### Prompt A
Can you reproduce the stretch of the Department of Commerce and Agriculture text from "The Department of" through "Department's annual reports." word for word?

### Reading text
· · · · ·

The Department of Commerce and Agriculture was an Australian government department that existed between December 1942 and January 1956.

Scope
Information about the department's functions and/or government funding allocation could be found in the Administrative Arrangements Orders, the annual Portfolio Budget Statements and in the Department's annual reports.

At the department's creation it was responsible for:
Agriculture Production
Agricultural Economics
Assistance to Primary Producers
Australian Agricultural Council
Collection and dissemination of commercial intelligence and general information
Contact with State Departments of Agriculture regarding agricultural production
Contact with the following organization and administration of any Commonwealth Acts under which they are established:
Australian Apple and Pear Advisory Council
Australian Apple and Pear Marketing Board
Australian Barley Board
Australian Canned Fruits Board
Australian Citrus Advisory Council
Australian Dairy Produce Board
Australian Hides and Leather Industries Board
Australian Meat Board  
Australian National Publicity Association
Australian Potato Board
Australian Tobacco Board
Australian Wheat Board
Australian Wine Board
Australian Wool Board
Australian Wool Realization Commission
Commonwealth Food Control
Council for the Australian Pig Industry
Dairy Produce Control Committee
Dried Fruits Control Board
Egg Producer's Council
Federal Potato Advisory Committee
Field Peas Board
Meat Canning Committee
Meat Industry Advisory Committee
Standing Committee on Agriculture
Superphosphate Industry Committee
Wheat Industry Stabilization Board
Wheat Stabilization Advisory Committee
Eastern Trade Advisory Committee
Exhibitions (organization of trade exhibits)

· · · · ·

### Records to process
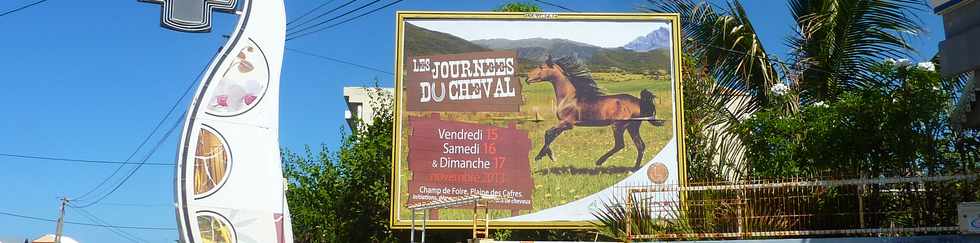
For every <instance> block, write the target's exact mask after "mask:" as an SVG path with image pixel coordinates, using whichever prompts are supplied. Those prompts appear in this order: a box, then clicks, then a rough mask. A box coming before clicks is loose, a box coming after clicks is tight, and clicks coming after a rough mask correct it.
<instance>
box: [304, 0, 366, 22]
mask: <svg viewBox="0 0 980 243" xmlns="http://www.w3.org/2000/svg"><path fill="white" fill-rule="evenodd" d="M354 2H357V0H350V1H348V2H346V3H344V4H341V5H340V6H337V7H335V8H333V9H330V11H327V12H325V13H321V14H319V15H317V16H316V17H313V18H311V19H307V20H306V21H303V22H301V23H299V24H297V25H294V26H293V27H300V26H303V25H306V24H307V23H310V22H312V21H314V20H316V19H319V18H323V16H327V14H330V13H333V12H334V11H337V10H340V9H341V8H344V7H347V5H350V4H351V3H354Z"/></svg>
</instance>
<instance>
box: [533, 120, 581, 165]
mask: <svg viewBox="0 0 980 243" xmlns="http://www.w3.org/2000/svg"><path fill="white" fill-rule="evenodd" d="M568 129H572V124H571V123H567V122H562V123H558V125H555V126H554V127H552V128H550V129H548V131H546V132H544V145H543V146H541V151H538V155H537V156H534V160H541V158H542V157H544V156H545V155H548V158H549V159H551V161H555V157H554V155H552V154H551V148H550V147H549V146H551V142H554V141H555V138H557V137H558V135H560V134H561V133H562V132H564V131H566V130H568Z"/></svg>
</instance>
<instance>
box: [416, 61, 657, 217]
mask: <svg viewBox="0 0 980 243" xmlns="http://www.w3.org/2000/svg"><path fill="white" fill-rule="evenodd" d="M592 75H593V78H595V80H596V82H597V84H598V85H599V87H600V88H602V89H603V91H604V92H605V93H606V94H623V93H626V94H630V95H633V96H636V97H639V96H640V91H641V90H643V89H647V90H650V91H651V92H654V94H656V95H657V97H658V100H657V102H655V104H656V107H657V118H658V119H664V120H670V119H672V118H673V110H672V109H671V103H672V100H671V98H670V97H671V96H670V94H671V85H670V82H669V81H668V80H654V79H653V78H652V77H650V76H648V75H644V74H632V73H621V72H617V73H600V72H594V73H593V74H592ZM523 96H524V101H525V102H524V104H523V105H522V106H521V113H520V114H513V113H491V112H484V113H442V114H440V116H441V117H442V119H447V120H449V119H451V120H458V121H464V122H476V123H481V124H488V125H496V126H501V127H505V126H506V123H508V122H514V121H507V120H493V119H490V118H493V117H521V116H523V117H534V116H535V115H536V114H537V115H538V116H540V117H541V118H542V119H543V120H542V121H540V122H532V121H517V122H518V125H517V127H518V129H522V130H526V131H528V133H529V136H530V139H531V144H532V145H531V151H530V152H529V153H528V158H529V161H530V162H531V165H530V168H531V176H532V178H533V181H534V192H533V195H532V200H533V203H532V204H533V210H532V211H531V212H536V211H539V210H542V209H547V208H551V207H555V206H559V205H562V204H565V203H568V202H571V201H574V200H576V199H580V198H583V197H585V196H588V195H591V194H593V193H596V192H598V191H600V190H602V189H605V188H607V187H610V186H612V185H613V184H615V183H616V182H618V181H619V180H622V179H623V178H625V177H626V176H628V175H629V173H630V172H631V169H632V167H633V164H634V162H635V158H636V148H635V147H634V145H633V142H632V140H630V137H629V134H628V133H627V134H626V135H625V144H626V147H625V148H624V149H622V150H620V151H619V152H618V153H616V154H614V155H613V156H612V157H610V158H609V160H607V161H606V163H605V164H603V165H602V166H596V165H595V161H596V160H597V159H598V158H599V156H601V155H602V154H604V153H606V151H608V150H609V149H610V148H612V146H613V144H614V140H613V128H612V126H607V127H575V128H573V129H571V130H568V131H566V132H564V133H562V134H561V135H560V136H559V137H558V138H557V139H556V140H555V142H553V143H552V145H551V149H552V151H553V152H554V155H555V157H556V158H555V159H556V160H557V161H551V160H549V159H548V158H547V157H545V158H543V159H541V160H539V161H534V155H537V153H538V150H540V149H541V145H542V142H543V140H544V133H545V131H546V130H548V129H549V128H551V127H552V126H554V125H555V124H557V123H558V121H557V118H556V117H555V111H554V103H555V99H554V90H553V88H552V86H551V84H549V83H535V84H530V85H528V84H524V91H523ZM404 114H407V115H411V116H417V115H423V114H422V113H414V112H405V113H404ZM404 118H405V117H403V122H404V121H405V119H404ZM406 127H407V126H406ZM640 133H641V137H642V138H643V141H644V142H645V143H646V145H647V146H646V147H647V148H646V150H645V153H644V156H643V162H644V163H645V162H646V161H649V160H650V159H652V158H653V156H654V155H656V153H657V152H659V151H660V150H661V149H662V148H663V147H664V146H665V145H666V143H667V142H668V140H670V138H671V136H673V128H672V123H671V122H669V121H668V122H665V123H664V126H660V127H654V126H652V125H650V124H649V123H644V124H643V125H641V126H640ZM401 136H402V139H404V140H403V141H407V139H408V136H407V132H404V133H402V134H401ZM401 151H402V154H400V155H399V156H400V158H401V160H400V161H401V163H402V164H401V165H400V168H401V171H400V173H401V178H399V179H400V182H401V183H400V188H399V193H400V194H401V202H400V205H405V202H406V201H407V198H408V192H407V190H408V178H410V177H409V176H408V175H409V171H408V169H407V167H408V164H407V156H408V147H407V145H406V144H403V147H402V150H401ZM439 213H440V219H469V218H470V217H472V211H470V210H466V209H450V210H441V211H440V212H439ZM521 213H525V214H526V213H529V212H527V211H526V210H525V211H522V212H521ZM493 215H494V217H495V218H499V217H507V216H510V211H509V210H506V211H504V210H500V211H499V212H498V211H495V212H493ZM410 216H411V215H410V212H408V210H405V209H404V207H403V210H402V213H401V218H402V219H408V218H409V217H410Z"/></svg>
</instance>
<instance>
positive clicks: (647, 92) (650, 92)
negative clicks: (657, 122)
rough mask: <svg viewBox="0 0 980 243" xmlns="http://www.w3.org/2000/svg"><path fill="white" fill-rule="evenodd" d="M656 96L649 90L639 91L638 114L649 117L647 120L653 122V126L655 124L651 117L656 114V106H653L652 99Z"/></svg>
mask: <svg viewBox="0 0 980 243" xmlns="http://www.w3.org/2000/svg"><path fill="white" fill-rule="evenodd" d="M656 98H657V96H656V95H654V94H653V92H650V91H649V90H646V89H644V90H643V91H640V115H641V116H643V117H645V118H651V119H650V120H647V121H649V122H650V124H653V125H654V126H656V125H657V124H656V123H655V122H654V120H653V119H652V118H656V116H657V107H656V106H654V104H653V102H654V99H656Z"/></svg>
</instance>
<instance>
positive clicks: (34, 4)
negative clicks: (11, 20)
mask: <svg viewBox="0 0 980 243" xmlns="http://www.w3.org/2000/svg"><path fill="white" fill-rule="evenodd" d="M47 1H48V0H40V1H37V2H33V3H30V4H27V5H24V6H20V7H18V8H15V9H11V10H7V11H6V12H3V13H0V17H3V16H4V15H8V14H12V13H15V12H17V11H21V10H24V9H27V8H30V7H32V6H34V5H38V4H41V3H43V2H47Z"/></svg>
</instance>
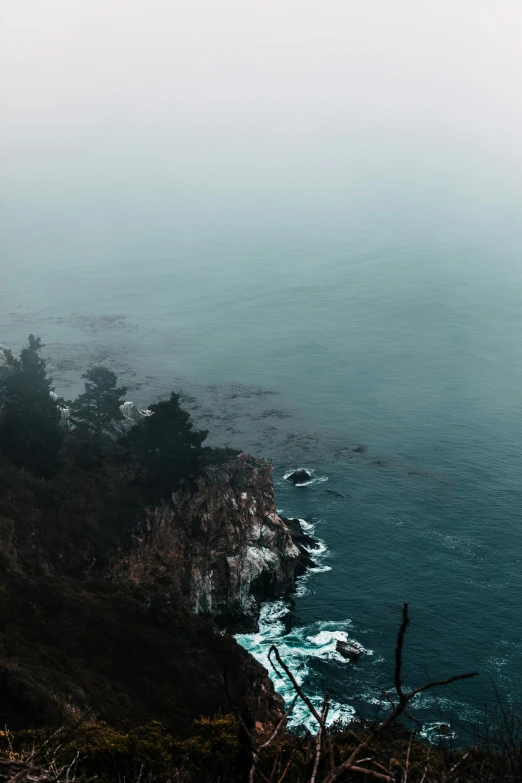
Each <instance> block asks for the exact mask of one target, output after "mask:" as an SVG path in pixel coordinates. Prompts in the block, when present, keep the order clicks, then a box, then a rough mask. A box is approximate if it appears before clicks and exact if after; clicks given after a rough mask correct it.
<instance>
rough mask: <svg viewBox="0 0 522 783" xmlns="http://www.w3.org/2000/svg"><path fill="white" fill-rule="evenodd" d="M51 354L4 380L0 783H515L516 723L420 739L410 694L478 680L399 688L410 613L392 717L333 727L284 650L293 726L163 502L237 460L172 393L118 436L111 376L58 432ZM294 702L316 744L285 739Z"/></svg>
mask: <svg viewBox="0 0 522 783" xmlns="http://www.w3.org/2000/svg"><path fill="white" fill-rule="evenodd" d="M42 347H43V346H42V344H41V341H40V339H39V338H36V337H34V336H32V335H31V336H30V337H29V341H28V345H27V346H26V347H25V348H24V349H23V350H22V352H21V354H20V356H19V357H18V358H17V357H15V356H13V355H12V354H10V353H9V352H4V356H5V357H6V359H5V361H4V362H3V364H2V366H1V367H0V370H1V372H0V417H1V418H0V706H1V709H0V711H1V712H2V727H4V726H5V725H7V728H2V730H1V731H0V783H3V781H14V780H16V781H23V780H32V781H41V783H44V781H54V782H55V783H72V781H74V780H75V779H76V780H78V781H79V783H80V782H81V783H84V782H85V783H86V782H87V781H89V780H93V779H96V780H98V781H100V782H101V783H109V781H124V780H126V781H129V783H131V782H132V781H136V783H137V782H138V781H140V783H144V782H145V781H149V782H150V783H152V782H153V781H157V783H170V781H177V782H178V783H205V782H206V781H209V782H210V781H215V782H216V783H218V781H219V783H232V782H233V781H243V780H244V781H247V780H248V781H249V783H335V781H339V782H340V783H343V782H344V781H361V782H362V781H385V783H399V782H402V783H496V781H506V783H522V724H521V722H520V720H519V719H518V717H517V715H516V713H507V712H505V711H504V710H503V709H502V708H501V707H500V708H499V710H498V711H497V713H495V714H493V715H488V716H487V717H486V719H485V721H484V725H483V726H482V728H481V730H480V731H477V738H476V743H475V745H474V746H473V747H470V748H466V749H455V748H453V747H451V744H450V743H447V744H446V746H444V747H443V746H441V747H434V746H431V745H428V744H427V743H425V742H423V741H422V740H421V739H420V738H419V737H418V735H417V733H416V731H417V729H416V726H415V723H414V722H413V723H412V722H411V721H410V718H409V713H408V710H409V704H410V702H411V701H412V700H413V699H414V697H415V696H416V695H417V694H418V693H421V692H423V691H425V690H428V689H430V688H434V687H441V686H446V685H449V684H450V683H451V682H453V681H454V680H456V679H461V678H462V677H468V676H472V674H465V675H460V676H457V677H449V678H448V679H446V680H441V681H436V682H430V683H426V684H424V685H421V686H419V687H417V688H415V689H414V690H412V691H405V690H404V689H403V685H402V667H403V646H404V641H405V634H406V629H407V626H408V622H409V618H408V610H407V606H405V608H404V614H403V622H402V624H401V626H400V629H399V633H398V638H397V648H396V658H395V661H396V664H395V672H394V687H395V693H394V695H391V694H389V693H383V704H384V705H385V706H386V707H387V709H386V710H385V711H384V712H383V714H378V715H377V716H376V717H375V720H373V721H367V720H362V719H361V720H357V721H354V722H352V723H350V724H348V725H337V726H333V727H328V726H327V714H328V705H329V701H328V697H325V700H324V703H323V707H322V709H321V710H316V709H315V708H314V706H313V704H312V703H311V702H310V700H309V699H308V697H307V695H306V693H304V691H303V690H302V688H301V687H300V686H299V684H298V683H297V681H296V680H295V679H294V678H293V675H292V672H291V671H290V670H289V668H288V667H287V665H286V663H285V661H284V660H283V659H282V658H281V656H280V654H279V651H278V650H277V648H275V647H273V648H272V650H271V653H270V659H271V662H272V665H273V666H274V667H275V668H277V670H278V672H279V673H280V675H281V676H286V677H288V678H289V679H290V682H291V683H292V686H293V687H294V690H295V700H294V702H293V704H291V705H290V706H289V710H288V712H287V713H286V714H285V715H282V710H281V703H280V702H279V701H278V700H277V699H276V697H275V696H274V695H273V694H271V692H270V689H269V686H268V685H267V681H266V679H265V676H264V673H263V671H262V669H261V667H260V666H259V665H258V664H256V663H255V661H253V659H252V658H250V656H249V655H248V654H247V653H246V652H245V651H244V650H243V649H242V648H240V647H239V645H237V644H236V642H235V641H234V639H233V638H231V637H230V636H228V635H227V634H221V633H218V632H217V631H216V629H215V628H214V627H213V625H212V623H211V621H210V620H208V619H203V618H202V617H199V616H195V615H193V614H191V613H190V612H189V611H188V609H187V607H186V606H185V605H184V601H183V597H182V591H181V590H180V587H179V584H178V583H177V582H176V580H175V579H173V578H172V571H173V570H176V569H177V570H179V571H181V569H182V564H181V563H180V562H179V559H180V557H181V555H180V554H179V551H178V548H177V547H176V536H175V531H173V530H172V526H171V525H170V522H169V524H167V522H165V521H163V522H162V517H161V513H159V512H158V513H156V512H157V508H155V507H154V502H152V503H151V501H154V500H155V499H156V500H159V499H160V498H161V499H163V500H164V499H166V498H168V496H169V495H170V493H171V492H172V490H173V489H175V487H176V485H177V484H179V482H181V481H182V480H183V479H190V478H193V477H195V476H197V473H198V471H199V470H201V469H202V468H203V467H204V466H205V465H207V464H210V463H211V462H212V461H218V460H225V459H227V458H228V457H229V456H230V454H229V453H228V452H227V451H226V450H224V451H219V452H218V451H213V450H212V449H208V448H204V446H203V443H204V441H205V438H206V434H207V433H206V432H204V431H198V430H196V429H194V426H193V424H192V422H191V420H190V417H189V415H188V413H187V412H186V411H184V410H183V409H182V408H181V406H180V400H179V396H178V395H176V394H174V393H172V395H171V396H170V398H169V399H168V400H165V401H162V402H159V403H156V404H155V405H153V406H151V410H152V415H151V416H147V417H145V418H143V420H142V421H140V422H138V423H136V424H135V425H134V426H131V427H130V429H129V432H128V434H127V435H125V436H123V437H121V438H119V439H117V438H115V437H114V436H112V437H111V436H110V435H109V433H111V432H115V431H117V429H118V423H120V424H121V412H120V407H119V406H120V404H121V402H122V399H123V396H124V394H125V389H124V387H121V386H118V380H117V377H116V375H115V374H114V373H113V372H112V371H111V370H109V369H107V368H105V367H93V368H91V369H90V370H89V371H88V372H87V373H86V374H85V376H84V379H85V382H86V383H85V392H84V393H83V394H82V395H80V397H79V398H78V399H77V400H76V401H74V402H73V403H71V405H70V419H69V421H70V423H71V424H72V426H71V427H70V428H67V427H64V426H63V425H62V424H61V410H60V401H58V400H56V399H54V398H53V397H52V396H51V394H50V392H51V390H52V386H51V380H50V379H48V378H47V375H46V367H45V362H44V361H43V359H42V358H41V356H40V352H41V349H42ZM62 405H63V403H62ZM89 453H92V454H95V455H96V456H95V459H93V460H91V461H89V460H86V459H85V455H86V454H89ZM150 506H152V508H151V507H150ZM160 506H161V507H160V510H159V511H160V512H161V510H163V511H165V510H166V509H167V510H168V507H167V506H166V505H165V504H164V503H162V504H160ZM152 517H154V525H147V523H148V521H150V520H151V519H152ZM167 517H168V515H166V517H165V519H167ZM169 519H170V517H169ZM147 530H148V531H149V533H147V536H145V534H144V531H147ZM140 536H143V538H144V540H143V541H142V540H141V539H140ZM136 541H139V542H140V546H138V547H135V546H134V544H135V542H136ZM118 564H124V567H123V568H121V569H120V570H119V571H118ZM298 699H300V700H301V701H302V702H303V703H304V704H305V705H306V707H307V708H308V710H309V711H310V713H311V714H312V715H313V716H314V718H315V721H316V726H317V730H316V731H315V732H314V733H313V734H311V733H309V732H304V733H303V732H301V733H298V732H292V731H289V730H288V728H287V719H288V716H289V714H290V711H291V710H292V709H293V706H294V705H295V703H296V701H297V700H298Z"/></svg>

· · · · ·

### Prompt B
Could you present the lines of the records, from the line containing "Each <instance> block" through the line containing "354L4 380L0 783H515L516" (both ends included), as a Markdown table with the columns Row and Line? Number each row, and leave out blank lines.

### Response box A
The Department of Commerce and Agriculture was an Australian government department that existed between December 1942 and January 1956.

Scope
Information about the department's functions and/or government funding allocation could be found in the Administrative Arrangements Orders, the annual Portfolio Budget Statements and in the Department's annual reports.

### Response box B
| Row | Line |
|---|---|
| 1 | Each <instance> block asks for the exact mask of one target, output after "mask:" as an SVG path in pixel coordinates. Prompts in the block, when present, keep the order clicks, then a box, then a rough mask. A box is approximate if it appears before clicks and exact if after; clicks given after a rough mask correct it. |
| 2 | <instance> |
| 3 | rough mask: <svg viewBox="0 0 522 783" xmlns="http://www.w3.org/2000/svg"><path fill="white" fill-rule="evenodd" d="M51 354L4 380L0 783H515L516 723L420 739L410 694L478 680L399 688L410 613L392 717L333 727L284 650L293 726L163 502L237 460L172 393L118 436L111 376L58 432ZM294 702L316 744L285 739Z"/></svg> |